TASK DESCRIPTION: Please locate every line in the listing below that contains the string "fish", matching case exactly, and copy each of those lines.

━━━━━━━━━━━━━━━━━━━━━━━━━━━━━━

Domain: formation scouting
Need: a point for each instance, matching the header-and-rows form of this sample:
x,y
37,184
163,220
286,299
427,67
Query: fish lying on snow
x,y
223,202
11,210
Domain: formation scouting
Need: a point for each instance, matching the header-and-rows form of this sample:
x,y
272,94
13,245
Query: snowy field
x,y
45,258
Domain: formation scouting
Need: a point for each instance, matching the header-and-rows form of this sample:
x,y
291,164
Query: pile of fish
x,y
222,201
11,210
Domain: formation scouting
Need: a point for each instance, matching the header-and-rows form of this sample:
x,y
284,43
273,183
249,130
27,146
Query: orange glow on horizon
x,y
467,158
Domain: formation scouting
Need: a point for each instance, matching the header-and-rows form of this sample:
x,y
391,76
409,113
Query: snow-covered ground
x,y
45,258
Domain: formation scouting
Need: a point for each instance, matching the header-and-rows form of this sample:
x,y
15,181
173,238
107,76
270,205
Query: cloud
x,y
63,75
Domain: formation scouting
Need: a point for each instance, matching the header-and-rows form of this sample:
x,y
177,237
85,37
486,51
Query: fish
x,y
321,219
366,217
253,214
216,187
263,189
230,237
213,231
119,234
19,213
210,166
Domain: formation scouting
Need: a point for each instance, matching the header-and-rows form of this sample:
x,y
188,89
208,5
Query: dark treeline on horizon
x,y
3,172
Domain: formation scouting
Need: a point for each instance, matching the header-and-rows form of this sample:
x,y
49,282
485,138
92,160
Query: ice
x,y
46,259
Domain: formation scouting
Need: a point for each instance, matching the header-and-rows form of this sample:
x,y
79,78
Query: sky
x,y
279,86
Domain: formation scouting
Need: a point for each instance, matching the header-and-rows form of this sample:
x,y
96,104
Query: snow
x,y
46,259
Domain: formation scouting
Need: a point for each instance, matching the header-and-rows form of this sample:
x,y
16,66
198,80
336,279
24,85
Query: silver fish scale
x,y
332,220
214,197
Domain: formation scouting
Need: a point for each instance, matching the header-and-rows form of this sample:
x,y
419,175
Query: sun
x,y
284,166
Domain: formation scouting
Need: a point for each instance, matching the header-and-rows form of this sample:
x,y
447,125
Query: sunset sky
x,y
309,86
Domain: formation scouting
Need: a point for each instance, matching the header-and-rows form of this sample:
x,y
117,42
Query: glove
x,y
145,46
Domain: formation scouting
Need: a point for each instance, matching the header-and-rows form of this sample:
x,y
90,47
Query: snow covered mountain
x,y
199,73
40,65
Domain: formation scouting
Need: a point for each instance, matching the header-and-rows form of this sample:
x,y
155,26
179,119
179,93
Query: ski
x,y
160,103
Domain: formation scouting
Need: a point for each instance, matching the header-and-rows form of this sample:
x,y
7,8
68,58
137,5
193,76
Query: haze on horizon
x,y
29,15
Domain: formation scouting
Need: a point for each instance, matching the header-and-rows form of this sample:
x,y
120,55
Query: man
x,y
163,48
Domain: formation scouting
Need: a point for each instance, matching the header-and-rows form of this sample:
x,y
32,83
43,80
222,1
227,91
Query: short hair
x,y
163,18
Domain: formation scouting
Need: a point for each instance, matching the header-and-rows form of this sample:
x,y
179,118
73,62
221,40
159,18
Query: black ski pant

━━━━━━━━━━━━━━━━━━━━━━━━━━━━━━

REPLY TO THE TASK:
Query: fish lying on snow
Query: pile of fish
Query: fish
Query: silver fish scale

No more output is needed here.